# 01 — Data Understanding
## Fleet Data Pipeline / Self-Driving Metrics

This notebook explores the schema and sample data for **vehicle telemetry**, **perception events**, and **driving events** used to measure Self-Driving performance.

In [None]:
import sys
from pathlib import Path
sys.path.insert(0, str(Path().resolve().parent))

import pandas as pd
from config import load_config
import psycopg2

In [None]:
cfg = load_config()
db = cfg["timescaledb"]
conn = psycopg2.connect(
    host=db["host"], port=db["port"], dbname=db["database"],
    user=db["user"], password=db["password"]
)

### Tables (TimescaleDB hypertables)

In [None]:
tables = pd.read_sql("""
SELECT tablename FROM pg_tables 
WHERE schemaname = 'public' AND tablename IN 
('vehicle_telemetry','perception_events','driving_events','alerts','self_driving_metrics')
ORDER BY tablename
""", conn)
print(tables.to_string())

### Vehicle telemetry — sample

In [None]:
telemetry = pd.read_sql("SELECT * FROM vehicle_telemetry ORDER BY time DESC LIMIT 100", conn)
telemetry.head(10)

### Perception events — sample

In [None]:
perception = pd.read_sql("SELECT * FROM perception_events ORDER BY time DESC LIMIT 100", conn)
perception.head(10)

### Driving events (interventions / disengagements)

In [None]:
events = pd.read_sql("SELECT * FROM driving_events ORDER BY time DESC LIMIT 50", conn)
events.head(10)

### Alerts

In [None]:
alerts = pd.read_sql("SELECT * FROM alerts ORDER BY time DESC LIMIT 20", conn)
alerts

In [None]:
conn.close()
print("Done. Run pipeline (producer + consumer) to populate data.")

☆ ☆ ☆

Short task 1
Name every table that the SQL query in the data understanding notebook filters for in its IN clause.

Given information
☆ ☆ ☆

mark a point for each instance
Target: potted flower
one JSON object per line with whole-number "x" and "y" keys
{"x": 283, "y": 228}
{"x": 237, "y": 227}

☆ ☆ ☆

Short task 2
Rewrite every line of the records above as a numbered list, omitting any blank lines.

Complete output 1
vehicle_telemetry
perception_events
driving_events
alerts
self_driving_metrics

Complete output 2
1. mark a point for each instance
2. Target: potted flower
3. one JSON object per line with whole-number "x" and "y" keys
4. {"x": 283, "y": 228}
5. {"x": 237, "y": 227}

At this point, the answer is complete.